Work required: Rename "positive clicks" to "foreground clicks" throughout the rows below and reproduce them with no other changes, leaving the pictures out of your answer.

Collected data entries
:::::

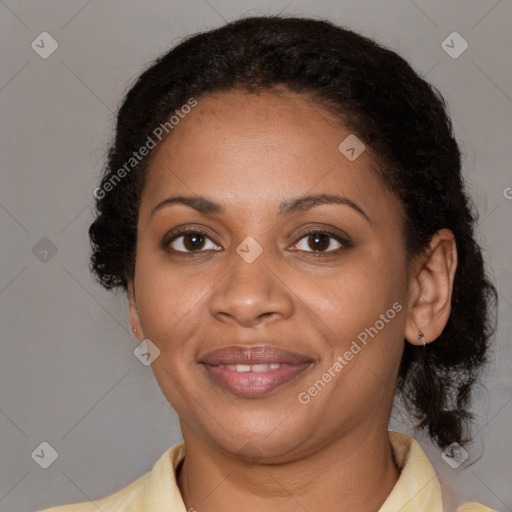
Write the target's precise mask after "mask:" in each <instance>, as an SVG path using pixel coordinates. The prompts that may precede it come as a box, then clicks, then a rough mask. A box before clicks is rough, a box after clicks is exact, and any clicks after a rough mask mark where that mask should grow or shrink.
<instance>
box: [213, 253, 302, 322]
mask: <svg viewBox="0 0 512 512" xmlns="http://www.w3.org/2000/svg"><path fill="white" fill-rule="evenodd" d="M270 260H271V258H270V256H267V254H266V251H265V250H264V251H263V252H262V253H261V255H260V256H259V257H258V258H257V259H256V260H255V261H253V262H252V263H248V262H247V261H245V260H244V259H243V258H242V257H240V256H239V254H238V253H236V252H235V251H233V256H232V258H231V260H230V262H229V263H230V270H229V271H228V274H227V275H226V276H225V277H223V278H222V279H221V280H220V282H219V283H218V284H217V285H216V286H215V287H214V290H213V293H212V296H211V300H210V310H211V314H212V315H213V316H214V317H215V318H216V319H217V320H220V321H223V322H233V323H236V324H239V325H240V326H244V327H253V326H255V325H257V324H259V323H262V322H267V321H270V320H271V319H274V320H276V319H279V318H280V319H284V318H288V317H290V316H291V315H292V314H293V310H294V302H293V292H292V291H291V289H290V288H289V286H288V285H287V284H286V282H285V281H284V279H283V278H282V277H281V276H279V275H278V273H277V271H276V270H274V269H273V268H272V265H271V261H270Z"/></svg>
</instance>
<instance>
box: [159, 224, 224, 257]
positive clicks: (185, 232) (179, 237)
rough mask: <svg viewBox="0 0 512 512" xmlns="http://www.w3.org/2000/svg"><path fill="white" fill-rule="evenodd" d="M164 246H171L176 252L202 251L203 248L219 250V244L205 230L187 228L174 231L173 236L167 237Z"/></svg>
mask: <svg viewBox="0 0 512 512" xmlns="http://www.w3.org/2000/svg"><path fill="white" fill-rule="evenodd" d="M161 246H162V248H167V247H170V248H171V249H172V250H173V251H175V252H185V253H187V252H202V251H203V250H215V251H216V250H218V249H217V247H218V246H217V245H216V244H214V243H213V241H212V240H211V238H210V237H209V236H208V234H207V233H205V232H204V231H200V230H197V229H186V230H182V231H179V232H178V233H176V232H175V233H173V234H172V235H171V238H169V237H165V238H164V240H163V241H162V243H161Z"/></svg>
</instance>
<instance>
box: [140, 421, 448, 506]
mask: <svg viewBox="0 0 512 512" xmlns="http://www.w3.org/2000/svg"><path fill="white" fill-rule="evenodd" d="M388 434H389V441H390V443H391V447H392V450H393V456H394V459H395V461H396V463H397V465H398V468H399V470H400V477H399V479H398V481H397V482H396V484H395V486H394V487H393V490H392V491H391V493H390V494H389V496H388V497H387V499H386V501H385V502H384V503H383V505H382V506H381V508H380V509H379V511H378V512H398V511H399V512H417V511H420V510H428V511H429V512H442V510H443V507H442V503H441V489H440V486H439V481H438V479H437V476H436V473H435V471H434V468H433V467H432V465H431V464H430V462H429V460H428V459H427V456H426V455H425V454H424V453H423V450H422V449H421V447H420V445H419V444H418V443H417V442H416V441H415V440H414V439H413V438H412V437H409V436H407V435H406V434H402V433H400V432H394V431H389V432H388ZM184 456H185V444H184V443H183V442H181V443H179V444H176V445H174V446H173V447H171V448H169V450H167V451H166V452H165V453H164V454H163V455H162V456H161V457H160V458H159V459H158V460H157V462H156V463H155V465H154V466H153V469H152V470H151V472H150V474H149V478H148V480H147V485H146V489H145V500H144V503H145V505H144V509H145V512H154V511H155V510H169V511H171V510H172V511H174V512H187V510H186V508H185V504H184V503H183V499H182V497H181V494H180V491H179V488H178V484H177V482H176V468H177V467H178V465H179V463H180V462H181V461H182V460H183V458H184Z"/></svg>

:::::

Exercise result:
Write the target's precise mask after "mask:" in each <instance>, as an SVG path using pixel coordinates. The prompts that may precede it come as a box, then clicks, then a rough mask. A box before clicks is rough, a box after clicks is exact, and any clicks after a rough mask mark where that mask should grow or shrink.
<instance>
box: [213, 253, 302, 322]
mask: <svg viewBox="0 0 512 512" xmlns="http://www.w3.org/2000/svg"><path fill="white" fill-rule="evenodd" d="M270 260H271V258H270V256H267V254H266V251H265V250H264V251H263V252H262V253H261V255H260V256H259V257H258V258H257V259H256V260H255V261H253V262H252V263H248V262H247V261H245V260H244V259H243V258H242V257H240V256H239V254H238V253H236V252H235V251H233V256H232V258H231V260H230V262H229V263H230V270H229V271H228V274H227V275H226V276H225V277H223V278H222V279H221V280H220V282H219V283H218V284H217V285H216V286H215V287H214V290H213V293H212V296H211V300H210V310H211V314H212V315H213V316H214V317H215V318H216V319H217V320H220V321H223V322H233V323H236V324H239V325H240V326H244V327H253V326H255V325H257V324H259V323H262V322H267V321H270V320H271V319H274V320H276V319H279V318H280V319H284V318H288V317H290V316H291V315H292V314H293V310H294V302H293V292H292V291H291V289H290V288H289V286H288V285H287V284H286V282H285V281H284V279H283V278H282V277H281V276H279V275H278V273H277V271H276V270H274V269H273V268H272V265H271V261H270Z"/></svg>
</instance>
<instance>
box: [159, 224, 224, 257]
foreground clicks: (185, 232) (179, 237)
rough mask: <svg viewBox="0 0 512 512" xmlns="http://www.w3.org/2000/svg"><path fill="white" fill-rule="evenodd" d="M164 246H171L176 252L202 251L203 248L219 250V244L205 230L187 228L174 231L173 236L167 237Z"/></svg>
mask: <svg viewBox="0 0 512 512" xmlns="http://www.w3.org/2000/svg"><path fill="white" fill-rule="evenodd" d="M161 246H162V248H167V247H170V248H171V249H172V250H173V251H175V252H185V253H187V252H202V251H203V250H215V251H216V250H218V249H217V247H218V246H217V245H216V244H214V243H213V241H212V240H211V238H210V237H209V236H208V234H207V233H205V232H204V231H200V230H197V229H186V230H182V231H179V232H178V233H176V232H175V233H173V234H172V235H171V238H169V237H165V238H164V240H163V241H162V243H161Z"/></svg>
</instance>
<instance>
box: [140, 421, 448, 506]
mask: <svg viewBox="0 0 512 512" xmlns="http://www.w3.org/2000/svg"><path fill="white" fill-rule="evenodd" d="M388 434H389V441H390V443H391V447H392V450H393V456H394V459H395V461H396V463H397V465H398V468H399V470H400V477H399V479H398V481H397V482H396V484H395V486H394V487H393V490H392V491H391V493H390V494H389V496H388V497H387V499H386V501H385V502H384V503H383V505H382V506H381V508H380V509H379V511H378V512H398V511H399V512H417V511H420V510H428V511H429V512H442V510H443V507H442V503H441V489H440V486H439V481H438V479H437V476H436V473H435V471H434V468H433V467H432V465H431V464H430V462H429V460H428V459H427V456H426V455H425V454H424V453H423V450H422V449H421V447H420V445H419V444H418V443H417V442H416V441H415V440H414V439H413V438H412V437H409V436H407V435H406V434H402V433H400V432H394V431H389V432H388ZM184 456H185V444H184V443H183V442H181V443H179V444H176V445H174V446H173V447H171V448H169V450H167V451H166V452H165V453H164V454H163V455H162V456H161V457H160V458H159V459H158V460H157V462H156V463H155V465H154V466H153V469H152V470H151V472H150V474H149V478H148V480H147V485H146V489H145V500H144V503H145V505H144V509H145V512H154V511H155V510H169V511H171V510H172V511H174V512H187V510H186V508H185V504H184V503H183V499H182V497H181V494H180V491H179V488H178V484H177V482H176V468H177V467H178V465H179V463H180V462H181V461H182V460H183V458H184Z"/></svg>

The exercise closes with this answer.